**Task objective**
Copy out all of the lines below, requests included, and offset every x and y coordinate in the answers by adding 63.
════════
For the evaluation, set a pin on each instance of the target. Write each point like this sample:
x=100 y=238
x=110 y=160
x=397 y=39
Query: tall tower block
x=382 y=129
════════
**Answer to this task**
For the evaluation, set a pin on each instance of the target. Write each point like this sample:
x=100 y=238
x=110 y=160
x=397 y=39
Query: tall tower block
x=445 y=192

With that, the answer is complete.